O órgão indigenista oficial e sua escalada contra os povos originários. Por Roberto Liebgott

A trajetória da Funai, ao logo de tantos anos de acertos e desacertos, nunca foi tão sombria e danosa como a de agora, sob o governo Bolsonaro, escreve Roberto Liebgott

CIMI

A Fundação Nacional do Índio (Funai), criada em 1967 em substituição ao Serviço de Proteção ao Índio (SPI), vem, ao longo de seus mais de 50 anos de existência, se adaptando aos contextos políticos, às perspectivas econômicas e à Constituição Federal.

Em sua trajetória, contou com a atuação de louváveis servidores, que muitas vezes colocaram suas vidas em risco pela defesa das comunidades. Mas também foi povoada por servidores omissos em relação à missão oficial do órgão indigenista.

Ao longo dos anos, a Funai sofreu críticas, protestos e duras avaliações dos indígenas e indigenistas, porque, em geral, não conseguia desempenhar, a contento, as suas funções quanto à implementação de políticas que assegurassem, efetivamente, os direitos dos povos originários.

» **DADOS REGISTRADOS**
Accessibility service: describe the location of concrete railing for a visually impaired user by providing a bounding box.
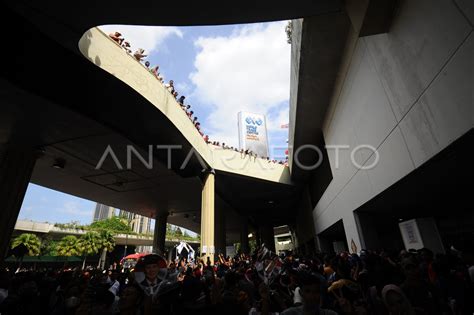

» **TAREFA ESCRITA**
Reproduza o texto sobre a Funai por inteiro, sem alterar nada.

» **TAREFA CONCLUÍDA**
O órgão indigenista oficial e sua escalada contra os povos originários. Por Roberto Liebgott

A trajetória da Funai, ao logo de tantos anos de acertos e desacertos, nunca foi tão sombria e danosa como a de agora, sob o governo Bolsonaro, escreve Roberto Liebgott

CIMI

A Fundação Nacional do Índio (Funai), criada em 1967 em substituição ao Serviço de Proteção ao Índio (SPI), vem, ao longo de seus mais de 50 anos de existência, se adaptando aos contextos políticos, às perspectivas econômicas e à Constituição Federal.

Em sua trajetória, contou com a atuação de louváveis servidores, que muitas vezes colocaram suas vidas em risco pela defesa das comunidades. Mas também foi povoada por servidores omissos em relação à missão oficial do órgão indigenista.

Ao longo dos anos, a Funai sofreu críticas, protestos e duras avaliações dos indígenas e indigenistas, porque, em geral, não conseguia desempenhar, a contento, as suas funções quanto à implementação de políticas que assegurassem, efetivamente, os direitos dos povos originários.